> **Written problem**:
Reproduce all of the data below line for line, keeping every character unchanged.

> **Provided data**:
-- Start --

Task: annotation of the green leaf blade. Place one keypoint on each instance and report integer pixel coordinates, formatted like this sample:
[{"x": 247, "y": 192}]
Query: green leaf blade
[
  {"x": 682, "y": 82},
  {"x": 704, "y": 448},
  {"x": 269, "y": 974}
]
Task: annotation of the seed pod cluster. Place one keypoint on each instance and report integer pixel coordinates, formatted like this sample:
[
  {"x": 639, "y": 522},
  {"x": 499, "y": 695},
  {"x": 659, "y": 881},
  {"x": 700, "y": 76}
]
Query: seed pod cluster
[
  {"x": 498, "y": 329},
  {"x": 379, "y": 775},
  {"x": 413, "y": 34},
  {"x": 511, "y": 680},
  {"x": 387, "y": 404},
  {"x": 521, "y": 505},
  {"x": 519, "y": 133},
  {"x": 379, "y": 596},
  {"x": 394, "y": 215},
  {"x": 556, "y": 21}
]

-- End --

> **Exercise output**:
Task: annotation of the green leaf blade. Place one keypoint on each instance and report integer pixel coordinates, formatted like this sample:
[{"x": 247, "y": 192}]
Query: green leaf blade
[
  {"x": 682, "y": 82},
  {"x": 704, "y": 448},
  {"x": 269, "y": 974}
]
Task: annotation of the seed pod cluster. Place one keypoint on each instance and report integer pixel coordinates, formatted like this sample:
[
  {"x": 639, "y": 522},
  {"x": 499, "y": 695},
  {"x": 659, "y": 881},
  {"x": 700, "y": 76}
]
Query: seed pod cluster
[
  {"x": 498, "y": 329},
  {"x": 379, "y": 775},
  {"x": 413, "y": 34},
  {"x": 511, "y": 680},
  {"x": 387, "y": 404},
  {"x": 521, "y": 505},
  {"x": 519, "y": 133},
  {"x": 379, "y": 596},
  {"x": 394, "y": 215},
  {"x": 556, "y": 21}
]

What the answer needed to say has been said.